» **Tasks**
• a. Print the part of the grammar guide that begins at the words "- It’s going" and stops after "England, aren’t you?".
• b. List every pair of words that has its own section heading in the grammar guide.

Correct: She would have found it funny if you’d walked all that way for nothing.
Incorrect: I could of got here earlier, but you told me to arrive at 5pm.
Correct: I could have got here earlier, but you told me to arrive at 5pm.
Effect and affect
This is a tricky one, and it is also a very common mistake. Getting it right will make your language skills look and sound very proficient.
Effect (a noun): a change that is the result or consequence of an action.
- The effect (result) of the immunisation programme was a reduction in the disease.
Affect (a verb): to make a difference to.
- Learning how to dance has really affected my self-confidence when I go for a night out.
Its and it’s
I’m guilty of mixing these two up when I’m not paying enough attention, so it’s completely understandable if you seem a bit unsure of them as well.
Its (a possessive determiner) indicates something belonging to or associated with something previously mentioned.
- The bird flapped its wings and flew away.
It (a singular pronoun) and is (a form of the verb to be) are commonly contracted to form it’s. This form is often used in the present simple/continuous tenses.
- It’s going to be a lovely day.
- It’s easy once you know how.
Your and you’re
Ignore the spellings, these two words are pronounced exactly the same. This probably accounts for why mixing them up is one of the most common mistakes on this list.
Your (a possessive determiner) indicates that something belongs to or is associated with the person that the speaker is addressing.
- Is this your pencil?
- Your children keep kicking their football into my garden.
You (a singular pronoun) and are (a form of the verb to be) are commonly contracted to form you’re. This form is often used in the present simple/continuous tenses.
- You’re from England, aren’t you?
- You’re making a real mess of that icing.
I.e. and e.g.
Let’s get the Latin out of the way first: i.e. is an abbreviation of the Latin phrase id est, meaning that is. Meanwhile, e.g. derives from the Latin phrase exempli gratia, or for example. But don’t worry too much about that. English speakers never use the full Latin phrase. In fact, very few people even know them. What this means in reality, however, is that they are always misusing them. So, what’s the difference then?

» **Dataset excerpts**

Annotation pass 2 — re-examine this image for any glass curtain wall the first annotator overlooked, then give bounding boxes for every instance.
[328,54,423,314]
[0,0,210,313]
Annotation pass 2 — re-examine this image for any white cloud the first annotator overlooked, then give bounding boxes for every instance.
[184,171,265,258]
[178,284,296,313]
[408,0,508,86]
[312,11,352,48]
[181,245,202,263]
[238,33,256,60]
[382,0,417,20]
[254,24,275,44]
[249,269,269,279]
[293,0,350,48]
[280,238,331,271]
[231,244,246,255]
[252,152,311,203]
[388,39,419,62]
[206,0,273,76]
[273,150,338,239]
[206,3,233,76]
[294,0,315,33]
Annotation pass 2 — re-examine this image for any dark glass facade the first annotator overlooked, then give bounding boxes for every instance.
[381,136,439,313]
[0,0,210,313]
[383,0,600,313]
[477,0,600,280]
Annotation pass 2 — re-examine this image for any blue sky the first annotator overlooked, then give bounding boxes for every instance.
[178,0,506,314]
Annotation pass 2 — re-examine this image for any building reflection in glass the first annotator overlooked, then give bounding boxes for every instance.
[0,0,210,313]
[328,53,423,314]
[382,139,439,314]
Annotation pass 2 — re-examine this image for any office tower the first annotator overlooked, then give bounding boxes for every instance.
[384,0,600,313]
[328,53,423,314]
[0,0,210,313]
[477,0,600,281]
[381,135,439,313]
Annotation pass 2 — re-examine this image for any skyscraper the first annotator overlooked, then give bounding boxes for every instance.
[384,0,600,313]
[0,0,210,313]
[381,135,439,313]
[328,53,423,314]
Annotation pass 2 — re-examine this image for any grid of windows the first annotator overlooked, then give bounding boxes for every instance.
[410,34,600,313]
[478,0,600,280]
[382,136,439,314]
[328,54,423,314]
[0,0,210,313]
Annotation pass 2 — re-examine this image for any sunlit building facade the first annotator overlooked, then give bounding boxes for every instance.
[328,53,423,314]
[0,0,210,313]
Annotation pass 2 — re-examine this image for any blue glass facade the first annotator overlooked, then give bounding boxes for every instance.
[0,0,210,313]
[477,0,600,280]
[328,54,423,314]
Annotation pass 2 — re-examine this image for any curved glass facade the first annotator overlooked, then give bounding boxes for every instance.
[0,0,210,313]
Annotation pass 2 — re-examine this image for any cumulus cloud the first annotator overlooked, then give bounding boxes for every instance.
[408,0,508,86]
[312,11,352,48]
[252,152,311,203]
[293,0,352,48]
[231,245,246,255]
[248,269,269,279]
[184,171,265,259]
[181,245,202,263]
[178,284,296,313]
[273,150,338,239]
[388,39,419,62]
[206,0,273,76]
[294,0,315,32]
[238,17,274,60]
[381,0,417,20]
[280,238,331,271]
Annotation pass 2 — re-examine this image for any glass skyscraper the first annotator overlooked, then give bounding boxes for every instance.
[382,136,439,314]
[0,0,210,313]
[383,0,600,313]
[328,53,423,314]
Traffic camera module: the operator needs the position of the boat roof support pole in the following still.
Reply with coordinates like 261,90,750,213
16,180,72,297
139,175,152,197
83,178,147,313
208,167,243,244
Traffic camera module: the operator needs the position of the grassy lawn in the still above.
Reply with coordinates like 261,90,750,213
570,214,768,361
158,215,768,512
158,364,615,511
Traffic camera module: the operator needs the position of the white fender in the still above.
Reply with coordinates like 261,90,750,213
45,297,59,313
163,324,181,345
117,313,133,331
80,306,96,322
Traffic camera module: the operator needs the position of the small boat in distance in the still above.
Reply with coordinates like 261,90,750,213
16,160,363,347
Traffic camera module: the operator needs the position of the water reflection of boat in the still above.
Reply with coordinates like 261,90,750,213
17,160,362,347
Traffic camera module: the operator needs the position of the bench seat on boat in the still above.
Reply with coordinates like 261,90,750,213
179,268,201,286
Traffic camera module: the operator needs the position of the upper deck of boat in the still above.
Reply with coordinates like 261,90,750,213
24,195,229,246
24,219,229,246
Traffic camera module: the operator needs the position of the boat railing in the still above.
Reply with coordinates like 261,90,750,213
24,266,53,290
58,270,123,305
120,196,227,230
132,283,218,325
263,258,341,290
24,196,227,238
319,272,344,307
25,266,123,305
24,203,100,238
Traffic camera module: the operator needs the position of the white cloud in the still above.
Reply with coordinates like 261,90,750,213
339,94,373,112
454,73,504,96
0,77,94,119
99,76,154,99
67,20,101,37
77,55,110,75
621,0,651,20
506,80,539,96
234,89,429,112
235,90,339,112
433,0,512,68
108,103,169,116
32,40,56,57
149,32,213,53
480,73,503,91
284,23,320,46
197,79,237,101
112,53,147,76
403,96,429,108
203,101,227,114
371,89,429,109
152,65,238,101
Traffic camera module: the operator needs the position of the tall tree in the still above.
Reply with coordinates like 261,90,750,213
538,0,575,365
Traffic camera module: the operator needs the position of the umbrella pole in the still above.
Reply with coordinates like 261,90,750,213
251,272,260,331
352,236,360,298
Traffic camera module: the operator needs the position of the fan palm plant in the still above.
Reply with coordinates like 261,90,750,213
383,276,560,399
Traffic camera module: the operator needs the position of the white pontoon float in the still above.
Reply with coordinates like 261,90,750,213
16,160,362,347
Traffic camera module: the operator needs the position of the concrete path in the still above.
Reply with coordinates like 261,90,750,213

» **Per-task answers**
• a.
- It’s going to be a lovely day.
- It’s easy once you know how.
Your and you’re
Ignore the spellings, these two words are pronounced exactly the same. This probably accounts for why mixing them up is one of the most common mistakes on this list.
Your (a possessive determiner) indicates that something belongs to or is associated with the person that the speaker is addressing.
- Is this your pencil?
- Your children keep kicking their football into my garden.
You (a singular pronoun) and are (a form of the verb to be) are commonly contracted to form you’re. This form is often used in the present simple/continuous tenses.
- You’re from England, aren’t you?

• b.
- Effect and affect
- Its and it’s
- Your and you’re
- I.e. and e.g.